• **YOUR ASSIGNMENT**
Every entry must be printed again exactly, with nothing left out.

• **ENTRIES SHOWN**
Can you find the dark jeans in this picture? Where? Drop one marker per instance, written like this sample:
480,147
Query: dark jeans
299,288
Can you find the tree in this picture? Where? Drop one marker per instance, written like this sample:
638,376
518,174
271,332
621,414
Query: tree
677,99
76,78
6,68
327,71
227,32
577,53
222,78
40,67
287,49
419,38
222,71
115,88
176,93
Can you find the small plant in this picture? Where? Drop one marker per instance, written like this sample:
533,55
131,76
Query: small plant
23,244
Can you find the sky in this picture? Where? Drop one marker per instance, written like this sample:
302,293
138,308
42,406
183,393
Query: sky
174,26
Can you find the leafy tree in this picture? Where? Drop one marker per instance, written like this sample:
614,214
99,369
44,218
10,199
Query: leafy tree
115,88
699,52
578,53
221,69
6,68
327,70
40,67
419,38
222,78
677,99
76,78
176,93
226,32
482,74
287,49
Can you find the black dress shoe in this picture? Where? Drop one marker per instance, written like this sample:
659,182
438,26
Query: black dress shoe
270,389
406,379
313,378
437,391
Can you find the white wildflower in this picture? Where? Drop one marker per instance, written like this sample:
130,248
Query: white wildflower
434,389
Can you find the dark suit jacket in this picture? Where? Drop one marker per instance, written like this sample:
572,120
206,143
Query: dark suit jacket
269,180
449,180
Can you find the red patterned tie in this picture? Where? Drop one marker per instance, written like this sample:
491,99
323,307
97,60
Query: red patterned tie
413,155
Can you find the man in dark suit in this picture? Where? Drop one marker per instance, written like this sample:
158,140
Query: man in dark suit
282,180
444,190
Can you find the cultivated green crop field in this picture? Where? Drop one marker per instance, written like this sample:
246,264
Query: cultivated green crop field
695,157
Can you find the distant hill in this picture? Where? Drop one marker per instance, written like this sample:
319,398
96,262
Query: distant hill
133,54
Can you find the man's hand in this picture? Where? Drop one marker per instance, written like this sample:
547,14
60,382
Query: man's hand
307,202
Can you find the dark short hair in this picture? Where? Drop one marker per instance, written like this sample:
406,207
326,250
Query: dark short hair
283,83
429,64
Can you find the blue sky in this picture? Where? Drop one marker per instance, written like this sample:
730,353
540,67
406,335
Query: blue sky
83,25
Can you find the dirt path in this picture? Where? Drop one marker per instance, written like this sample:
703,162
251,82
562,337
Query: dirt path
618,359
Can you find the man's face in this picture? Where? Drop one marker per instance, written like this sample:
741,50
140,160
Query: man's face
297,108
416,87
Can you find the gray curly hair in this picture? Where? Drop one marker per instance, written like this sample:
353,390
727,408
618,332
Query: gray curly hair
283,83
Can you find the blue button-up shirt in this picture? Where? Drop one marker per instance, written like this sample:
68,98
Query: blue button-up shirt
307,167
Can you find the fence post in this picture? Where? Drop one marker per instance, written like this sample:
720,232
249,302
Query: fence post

• **EXERCISE SOLUTION**
Can you find the dark jeans in this picture? Where? Drop one marker per instance, written like this sample:
480,147
Query: dark jeans
299,288
Can you find the tree in this picture? Where? Drop one marker per instance, written like this sample:
638,376
518,174
271,332
621,414
Query: tree
677,99
76,78
6,68
327,71
227,32
577,53
222,78
40,67
287,49
419,38
222,71
115,88
176,93
Can you find the small plant in this picture? Where? Drop one marker per instance, written like this sample:
533,55
131,76
Query: small plant
23,244
Can you find the sky in this picture? Where? Drop one marker per instance, written like this sample:
302,293
138,308
42,406
183,393
Query: sky
174,26
Can you find the leafy tree in this picture? Where? Drop one marker per instance, written like this sample:
614,214
99,369
44,218
10,199
Query: leafy tree
115,88
699,52
578,53
221,69
6,68
327,70
40,67
419,38
222,78
677,99
76,78
176,93
226,32
482,74
287,49
Can you find the black dress shoe in this picture? Where? Drop one marker per instance, written like this sample:
659,182
438,26
Query: black dress shoe
270,389
406,379
313,378
437,391
Can you find the white wildflower in this picture? Where? Drop one marker per instance, written like this sample:
130,248
Query: white wildflower
434,389
Can you find the dark suit jacket in this picture? Where? Drop one marker per instance, written like this sample:
572,120
206,143
Query: dark suit jacket
269,180
449,180
Can you find the red patterned tie in this picture? Where? Drop one marker per instance, written like this sample:
491,99
323,307
97,60
Query: red patterned tie
413,155
Can you find the man in dark suit in this picture? Where? Drop one marker per instance, written like this sample:
158,140
Query: man in dark suit
282,180
444,190
Can you find the cultivated green crop field in this picture? Where? Drop one marker per instance, written like this sample:
246,264
Query: cultivated green crop field
695,157
Can you find the distant hill in this picture? Where? Drop one marker per instance, written like this sample:
319,398
96,262
Query: distant hill
133,54
Can you find the man's hand in this picture? Where? Drop one marker per instance, written like this sample:
547,14
60,382
Query: man's hand
307,202
Can you find the dark short hair in this picture? Where? Drop one marker per instance, written like this sample:
406,207
326,250
Query: dark short hair
283,83
429,64
Can you find the blue sky in this picture? Where? Drop one marker per instance, written like this sample:
730,353
540,67
406,335
Query: blue sky
83,25
Can you find the dirt path in this picture? Where? Drop one marker per instance, written like this sample:
703,162
251,82
562,337
Query: dirt path
618,359
Can you find the man's face in this picture? Where? Drop one marker per instance, written like this sample:
741,50
140,160
Query: man's face
297,108
416,87
Can you find the gray curly hair in this picture? Where? Drop one marker per instance, written like this sample:
353,390
727,408
618,332
Query: gray curly hair
283,83
Can you find the blue button-up shirt in this picture? Where? Drop one marker per instance, written like this sample:
68,98
Query: blue button-up shirt
307,167
Can you find the fence post in this picture? Where? Drop one marker per instance, written like this sample:
720,232
249,302
Query: fence post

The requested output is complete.